**EXERCISE OBJECTIVE**
Could you copy out, word for word, the stretch of data from its start through the line containing "[510,77,1343,707]", leaving out the pictures?

**RECORDS PROVIDED**
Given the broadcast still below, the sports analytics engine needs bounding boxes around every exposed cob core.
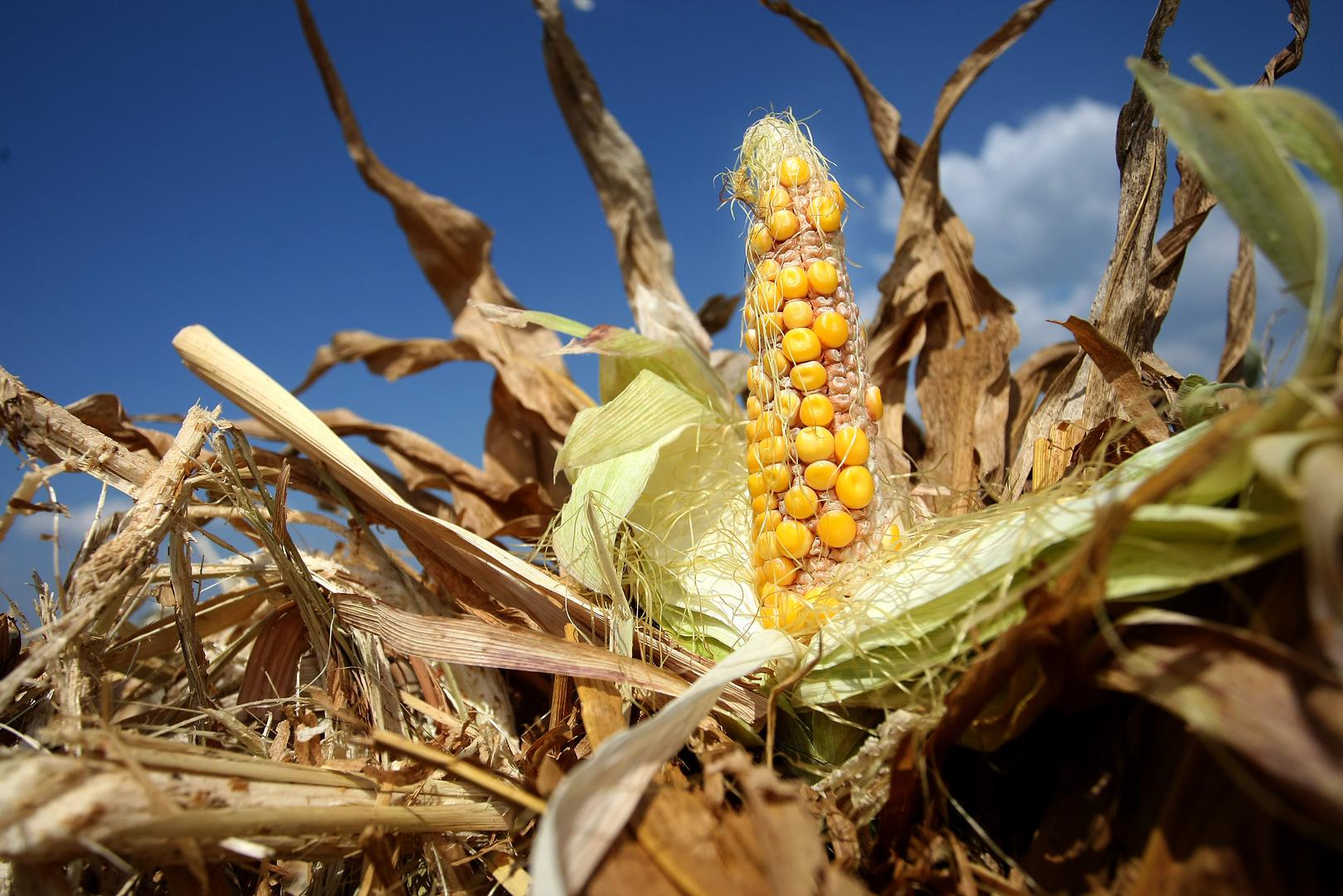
[731,114,883,634]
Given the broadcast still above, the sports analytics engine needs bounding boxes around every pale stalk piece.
[0,750,513,864]
[0,400,219,707]
[729,113,883,634]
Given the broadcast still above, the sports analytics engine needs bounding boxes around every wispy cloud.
[859,98,1343,376]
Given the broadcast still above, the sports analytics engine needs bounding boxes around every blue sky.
[0,0,1343,601]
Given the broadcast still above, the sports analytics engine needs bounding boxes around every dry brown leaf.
[298,0,590,505]
[332,594,689,696]
[1050,317,1170,445]
[0,402,219,716]
[872,0,1049,512]
[532,0,710,354]
[238,606,308,722]
[1217,234,1258,382]
[0,748,510,864]
[1147,154,1217,344]
[0,367,154,499]
[238,408,556,538]
[1007,0,1176,499]
[696,293,742,334]
[1098,611,1343,830]
[294,330,481,395]
[1007,343,1078,457]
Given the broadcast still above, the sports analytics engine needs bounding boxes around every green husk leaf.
[555,369,710,473]
[1128,59,1328,314]
[553,371,712,594]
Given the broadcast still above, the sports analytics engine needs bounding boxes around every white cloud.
[859,98,1343,376]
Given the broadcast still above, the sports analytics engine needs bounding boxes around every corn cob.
[731,114,883,634]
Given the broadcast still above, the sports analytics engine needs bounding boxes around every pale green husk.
[510,77,1343,707]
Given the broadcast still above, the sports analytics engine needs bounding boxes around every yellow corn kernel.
[747,442,764,473]
[816,510,859,548]
[779,156,811,187]
[768,208,802,240]
[751,510,783,540]
[802,460,839,492]
[774,520,812,560]
[807,196,844,234]
[811,312,849,348]
[755,258,779,284]
[756,411,788,441]
[747,364,774,402]
[756,523,781,560]
[796,426,835,464]
[783,298,814,329]
[774,265,809,298]
[747,473,770,499]
[795,392,835,426]
[835,426,872,466]
[760,464,792,492]
[756,436,788,470]
[783,484,820,520]
[757,185,792,217]
[788,362,826,392]
[747,224,774,256]
[749,280,779,314]
[760,582,796,629]
[807,261,839,295]
[783,329,820,364]
[756,558,798,586]
[760,348,791,380]
[862,386,887,421]
[835,466,874,510]
[771,388,802,426]
[825,180,849,211]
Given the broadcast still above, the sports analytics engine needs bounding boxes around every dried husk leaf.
[294,330,481,395]
[533,0,710,354]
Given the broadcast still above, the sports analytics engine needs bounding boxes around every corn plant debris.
[0,0,1343,896]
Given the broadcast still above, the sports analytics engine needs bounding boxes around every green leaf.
[555,371,712,473]
[1128,59,1327,316]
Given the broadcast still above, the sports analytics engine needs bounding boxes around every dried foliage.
[0,0,1343,896]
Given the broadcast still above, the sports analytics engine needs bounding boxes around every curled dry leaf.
[1217,234,1258,382]
[1098,610,1343,830]
[1050,317,1170,445]
[298,0,588,505]
[294,330,481,395]
[533,0,710,354]
[1007,0,1181,497]
[246,408,555,538]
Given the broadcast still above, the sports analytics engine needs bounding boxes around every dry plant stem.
[879,404,1268,849]
[0,402,219,707]
[368,731,545,814]
[297,0,590,519]
[0,367,154,499]
[533,0,710,356]
[0,751,509,864]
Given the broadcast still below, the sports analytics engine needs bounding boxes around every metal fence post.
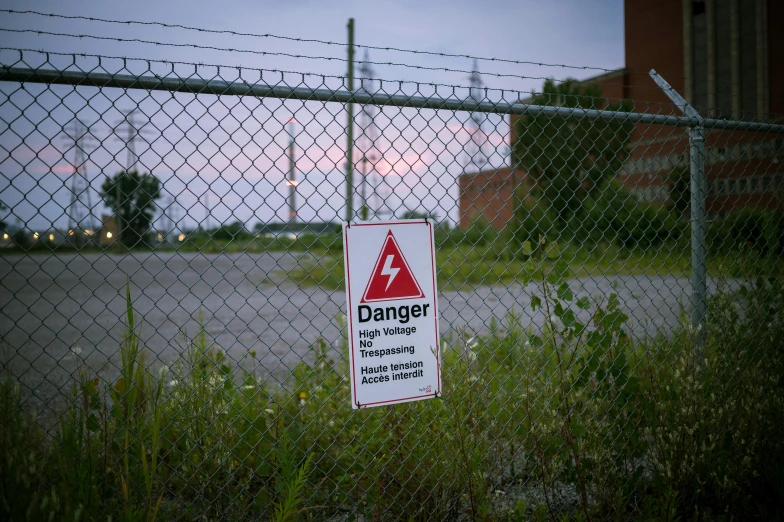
[689,125,708,352]
[649,69,708,352]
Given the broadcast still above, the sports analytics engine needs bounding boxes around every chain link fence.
[0,45,784,520]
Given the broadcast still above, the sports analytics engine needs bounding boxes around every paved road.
[0,253,720,402]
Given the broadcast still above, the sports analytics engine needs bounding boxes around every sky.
[0,0,624,229]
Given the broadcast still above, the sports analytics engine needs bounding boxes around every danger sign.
[343,220,441,409]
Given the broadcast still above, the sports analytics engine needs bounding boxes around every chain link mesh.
[0,46,784,520]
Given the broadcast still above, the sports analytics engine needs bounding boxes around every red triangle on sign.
[362,230,425,303]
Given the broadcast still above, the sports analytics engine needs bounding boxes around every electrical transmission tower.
[286,117,297,234]
[112,109,152,172]
[111,109,151,242]
[464,60,487,172]
[161,196,180,241]
[62,118,96,243]
[358,49,380,220]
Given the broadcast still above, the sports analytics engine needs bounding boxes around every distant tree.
[402,210,438,221]
[512,79,634,225]
[14,228,30,248]
[209,221,250,241]
[666,167,691,214]
[101,171,161,247]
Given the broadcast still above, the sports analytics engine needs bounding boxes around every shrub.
[570,182,687,248]
[707,208,784,255]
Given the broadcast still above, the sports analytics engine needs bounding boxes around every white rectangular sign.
[343,219,441,409]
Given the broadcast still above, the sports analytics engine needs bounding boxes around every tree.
[401,210,438,221]
[512,79,634,225]
[101,171,161,247]
[667,167,691,214]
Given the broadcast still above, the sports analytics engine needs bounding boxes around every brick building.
[459,0,784,228]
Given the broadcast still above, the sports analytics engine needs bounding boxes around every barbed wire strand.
[0,46,704,107]
[0,9,617,72]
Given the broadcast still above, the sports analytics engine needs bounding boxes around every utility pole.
[346,18,354,222]
[466,60,487,172]
[63,118,95,244]
[359,49,379,220]
[286,118,297,234]
[112,109,150,246]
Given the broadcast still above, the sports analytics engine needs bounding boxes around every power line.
[0,27,615,86]
[0,9,615,72]
[0,47,700,101]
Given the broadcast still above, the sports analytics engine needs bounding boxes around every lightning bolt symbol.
[380,254,400,292]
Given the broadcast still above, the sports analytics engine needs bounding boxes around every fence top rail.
[0,65,784,134]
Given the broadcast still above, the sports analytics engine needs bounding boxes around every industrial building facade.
[459,0,784,228]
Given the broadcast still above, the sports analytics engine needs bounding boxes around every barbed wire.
[0,27,648,89]
[0,9,617,74]
[0,32,704,101]
[0,46,692,107]
[0,9,772,99]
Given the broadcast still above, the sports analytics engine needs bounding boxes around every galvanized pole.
[689,126,708,350]
[346,18,354,222]
[650,69,708,354]
[288,118,297,230]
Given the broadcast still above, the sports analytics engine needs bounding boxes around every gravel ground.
[0,253,728,406]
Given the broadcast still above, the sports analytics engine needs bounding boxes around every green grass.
[0,266,784,521]
[279,239,781,291]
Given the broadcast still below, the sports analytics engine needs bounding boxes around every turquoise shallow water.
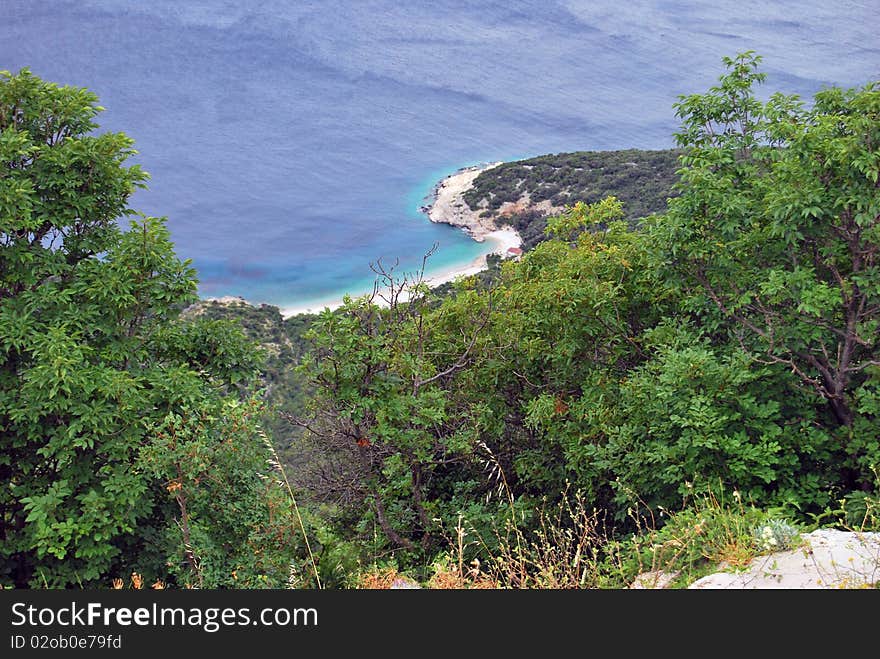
[0,0,880,306]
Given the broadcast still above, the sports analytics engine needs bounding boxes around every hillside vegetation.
[464,149,679,249]
[0,53,880,588]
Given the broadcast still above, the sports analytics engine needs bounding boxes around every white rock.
[690,529,880,589]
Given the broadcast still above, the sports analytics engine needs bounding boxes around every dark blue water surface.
[0,0,880,306]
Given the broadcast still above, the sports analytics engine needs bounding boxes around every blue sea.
[0,0,880,307]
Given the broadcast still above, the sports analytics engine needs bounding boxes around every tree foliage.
[0,70,306,587]
[298,53,880,572]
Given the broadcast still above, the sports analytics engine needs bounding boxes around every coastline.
[281,162,522,318]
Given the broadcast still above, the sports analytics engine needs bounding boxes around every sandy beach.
[281,162,522,318]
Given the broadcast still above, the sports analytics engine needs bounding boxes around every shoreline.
[242,162,522,319]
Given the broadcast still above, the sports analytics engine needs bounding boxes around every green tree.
[0,69,306,587]
[650,52,880,486]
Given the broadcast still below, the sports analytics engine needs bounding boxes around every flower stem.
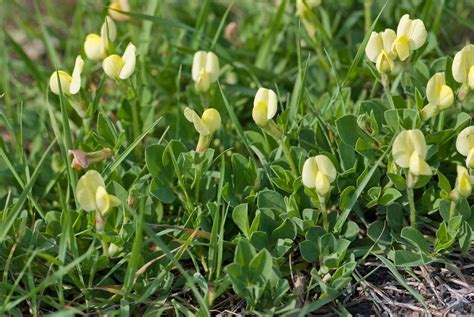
[318,195,329,231]
[407,186,416,228]
[449,200,456,219]
[280,138,298,175]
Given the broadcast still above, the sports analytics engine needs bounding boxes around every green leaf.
[232,204,250,238]
[272,218,296,241]
[249,249,273,281]
[375,254,428,309]
[401,227,429,253]
[257,190,286,213]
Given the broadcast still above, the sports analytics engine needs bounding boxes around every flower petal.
[102,54,125,79]
[409,19,428,50]
[267,89,278,120]
[95,186,110,216]
[314,155,337,183]
[76,170,105,211]
[184,107,210,135]
[456,126,474,156]
[201,108,221,134]
[365,32,383,63]
[206,52,219,83]
[315,171,331,196]
[49,70,72,96]
[69,55,84,95]
[410,151,432,176]
[119,43,137,79]
[84,34,105,61]
[192,51,207,81]
[301,157,319,188]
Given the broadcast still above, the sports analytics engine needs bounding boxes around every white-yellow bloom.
[252,88,278,127]
[456,126,474,168]
[296,0,321,19]
[108,0,130,22]
[192,51,219,92]
[76,170,120,216]
[84,16,117,61]
[452,44,474,89]
[365,29,397,73]
[455,165,472,197]
[49,55,84,95]
[421,72,454,120]
[102,43,137,79]
[392,129,432,176]
[184,107,221,136]
[392,14,428,61]
[302,155,337,196]
[426,72,454,110]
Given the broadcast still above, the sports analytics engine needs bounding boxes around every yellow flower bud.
[375,51,395,73]
[301,155,337,196]
[108,0,130,22]
[456,126,474,160]
[76,170,120,216]
[192,51,219,92]
[421,103,438,121]
[426,72,454,110]
[84,34,105,61]
[296,0,321,19]
[315,171,331,196]
[84,16,117,61]
[184,107,221,136]
[252,88,278,127]
[451,44,474,89]
[201,108,221,134]
[455,165,472,198]
[102,43,136,79]
[49,55,84,95]
[466,148,474,169]
[392,14,428,61]
[409,151,432,176]
[365,29,396,73]
[392,129,427,168]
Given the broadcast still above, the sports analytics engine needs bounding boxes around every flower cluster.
[365,14,428,73]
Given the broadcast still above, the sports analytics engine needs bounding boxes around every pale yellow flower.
[456,126,474,168]
[102,43,137,80]
[365,29,397,73]
[422,72,454,120]
[455,165,472,197]
[192,51,219,92]
[108,0,130,22]
[252,88,278,127]
[184,107,221,136]
[84,16,117,61]
[392,129,432,176]
[296,0,321,19]
[451,44,474,89]
[392,14,428,61]
[76,170,120,216]
[302,155,337,196]
[49,55,84,95]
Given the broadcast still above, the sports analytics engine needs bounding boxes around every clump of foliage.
[0,0,474,316]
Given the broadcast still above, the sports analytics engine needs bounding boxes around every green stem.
[381,73,395,109]
[318,195,329,231]
[194,162,201,201]
[280,138,298,175]
[129,100,140,140]
[449,200,456,219]
[95,210,109,258]
[364,0,372,33]
[407,186,416,228]
[438,110,445,132]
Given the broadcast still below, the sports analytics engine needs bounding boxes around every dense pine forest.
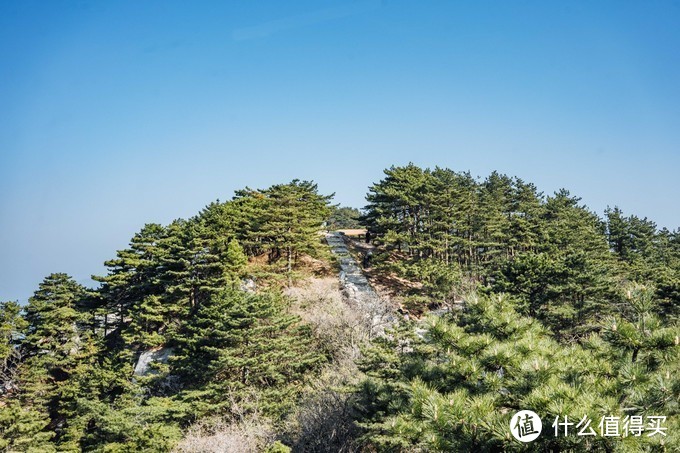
[0,164,680,452]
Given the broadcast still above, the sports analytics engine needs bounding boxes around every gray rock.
[134,347,173,376]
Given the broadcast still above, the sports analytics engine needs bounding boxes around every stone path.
[326,232,397,336]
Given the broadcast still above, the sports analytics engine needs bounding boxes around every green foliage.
[172,291,326,416]
[0,180,331,452]
[358,296,680,451]
[326,205,362,230]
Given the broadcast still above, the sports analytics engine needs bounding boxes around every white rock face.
[134,347,173,376]
[326,232,396,336]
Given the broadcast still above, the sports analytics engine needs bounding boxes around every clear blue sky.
[0,0,680,300]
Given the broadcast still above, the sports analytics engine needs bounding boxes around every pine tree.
[172,290,325,415]
[2,274,96,450]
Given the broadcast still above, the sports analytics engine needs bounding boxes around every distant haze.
[0,1,680,301]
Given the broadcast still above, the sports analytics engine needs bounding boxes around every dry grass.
[173,392,274,453]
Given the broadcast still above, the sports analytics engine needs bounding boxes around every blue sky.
[0,0,680,300]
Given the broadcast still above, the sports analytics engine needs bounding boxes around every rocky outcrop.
[326,232,396,336]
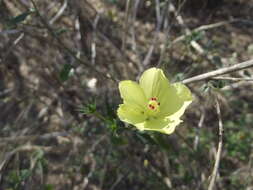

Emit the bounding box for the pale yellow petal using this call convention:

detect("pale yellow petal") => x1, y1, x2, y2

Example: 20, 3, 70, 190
140, 68, 169, 99
168, 83, 193, 120
119, 80, 147, 107
144, 118, 181, 135
117, 104, 146, 128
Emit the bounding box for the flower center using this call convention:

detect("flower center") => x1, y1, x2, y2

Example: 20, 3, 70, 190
148, 97, 160, 113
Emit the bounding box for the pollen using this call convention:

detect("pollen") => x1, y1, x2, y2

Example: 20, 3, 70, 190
148, 97, 160, 112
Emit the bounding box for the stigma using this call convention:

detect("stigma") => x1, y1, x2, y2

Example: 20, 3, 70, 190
148, 97, 160, 112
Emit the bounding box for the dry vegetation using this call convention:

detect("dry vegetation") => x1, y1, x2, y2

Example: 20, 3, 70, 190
0, 0, 253, 190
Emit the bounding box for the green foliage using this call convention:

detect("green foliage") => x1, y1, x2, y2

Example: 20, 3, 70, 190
60, 63, 74, 82
7, 169, 32, 190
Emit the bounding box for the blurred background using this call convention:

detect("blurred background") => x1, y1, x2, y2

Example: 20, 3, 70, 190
0, 0, 253, 190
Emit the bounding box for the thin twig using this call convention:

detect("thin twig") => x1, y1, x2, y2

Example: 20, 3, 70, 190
170, 2, 205, 55
193, 108, 206, 150
171, 20, 237, 44
182, 59, 253, 84
208, 97, 223, 190
49, 0, 68, 25
30, 0, 119, 83
121, 0, 131, 51
212, 77, 253, 81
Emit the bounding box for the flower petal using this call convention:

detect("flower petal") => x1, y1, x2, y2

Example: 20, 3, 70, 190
144, 118, 181, 135
119, 80, 147, 107
140, 68, 169, 99
168, 83, 193, 120
117, 104, 146, 130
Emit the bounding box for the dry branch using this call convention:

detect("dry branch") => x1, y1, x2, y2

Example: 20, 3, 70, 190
182, 59, 253, 84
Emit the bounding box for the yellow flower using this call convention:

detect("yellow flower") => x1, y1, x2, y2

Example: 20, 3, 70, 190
117, 68, 193, 134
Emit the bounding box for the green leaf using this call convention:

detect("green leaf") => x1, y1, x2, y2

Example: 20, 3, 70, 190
54, 28, 69, 36
110, 135, 127, 146
60, 64, 73, 82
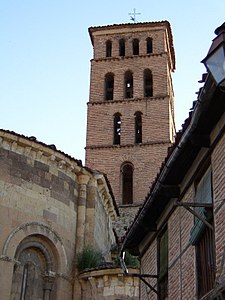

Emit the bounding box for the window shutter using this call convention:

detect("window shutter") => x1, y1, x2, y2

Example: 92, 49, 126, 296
189, 168, 212, 245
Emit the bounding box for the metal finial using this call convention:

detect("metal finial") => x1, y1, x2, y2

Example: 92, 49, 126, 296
128, 8, 141, 23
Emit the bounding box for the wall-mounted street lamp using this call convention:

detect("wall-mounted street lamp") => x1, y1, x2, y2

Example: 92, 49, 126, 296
202, 22, 225, 88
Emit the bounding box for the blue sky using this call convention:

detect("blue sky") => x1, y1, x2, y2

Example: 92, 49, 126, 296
0, 0, 225, 162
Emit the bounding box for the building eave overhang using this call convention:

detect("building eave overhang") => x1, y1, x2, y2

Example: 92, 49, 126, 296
122, 75, 225, 255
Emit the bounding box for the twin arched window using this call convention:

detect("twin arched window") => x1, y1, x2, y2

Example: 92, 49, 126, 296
144, 69, 153, 97
119, 39, 125, 56
146, 38, 152, 54
133, 39, 139, 55
106, 37, 153, 57
124, 71, 133, 98
113, 111, 142, 145
113, 113, 121, 145
134, 111, 142, 144
106, 40, 112, 57
121, 162, 134, 204
105, 69, 153, 100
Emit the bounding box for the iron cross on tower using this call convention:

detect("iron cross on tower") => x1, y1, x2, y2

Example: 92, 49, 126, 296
128, 8, 141, 23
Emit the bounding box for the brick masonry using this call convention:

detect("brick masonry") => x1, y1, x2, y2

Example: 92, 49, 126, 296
86, 22, 175, 235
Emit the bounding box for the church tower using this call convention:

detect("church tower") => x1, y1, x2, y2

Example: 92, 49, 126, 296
86, 21, 175, 234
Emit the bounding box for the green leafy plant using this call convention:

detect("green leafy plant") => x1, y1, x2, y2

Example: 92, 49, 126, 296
124, 252, 140, 268
77, 246, 102, 272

**EXPECTED OUTPUT**
Given the broadcast still below, the sports analytics engine needs bounding boxes around every exposed cob core.
[731,114,883,634]
Given the broadcast still above, the sports analytics engine needs bounding boxes around every pale stalk piece.
[0,750,513,864]
[0,400,219,707]
[729,113,883,634]
Given the broadcast still above, the sports analytics engine needs bounding boxes around every wispy cloud.
[859,98,1343,376]
Given the broadcast still above, the sports analytics engine needs bounding boxes around every blue sky.
[0,0,1343,601]
Given the broadcast still above, the sports analytics engine needs bounding boxes around every dry brown leaf.
[298,0,590,505]
[332,594,689,696]
[1050,317,1170,445]
[0,402,219,716]
[872,0,1049,512]
[532,0,710,354]
[238,606,308,722]
[1217,234,1258,382]
[0,748,510,864]
[1147,154,1217,344]
[0,367,154,499]
[238,408,556,538]
[1007,0,1176,499]
[696,293,742,334]
[1098,611,1343,830]
[294,330,481,395]
[1007,343,1078,457]
Given the broadcast still above, the sports analytics engine needs bounding boxes around every green husk leaf.
[555,369,710,473]
[1128,59,1328,314]
[553,371,712,594]
Given the broadcast still above, the sports analytics engine needs bounding boxes around every white cloud.
[859,98,1343,376]
Given the broadcast still above, the sports analytics engine needs bounding boxes around every corn cob.
[731,114,883,634]
Given the broadcast still above, the sports analytics engine needs bounding boxes around every pale green husk.
[510,77,1343,707]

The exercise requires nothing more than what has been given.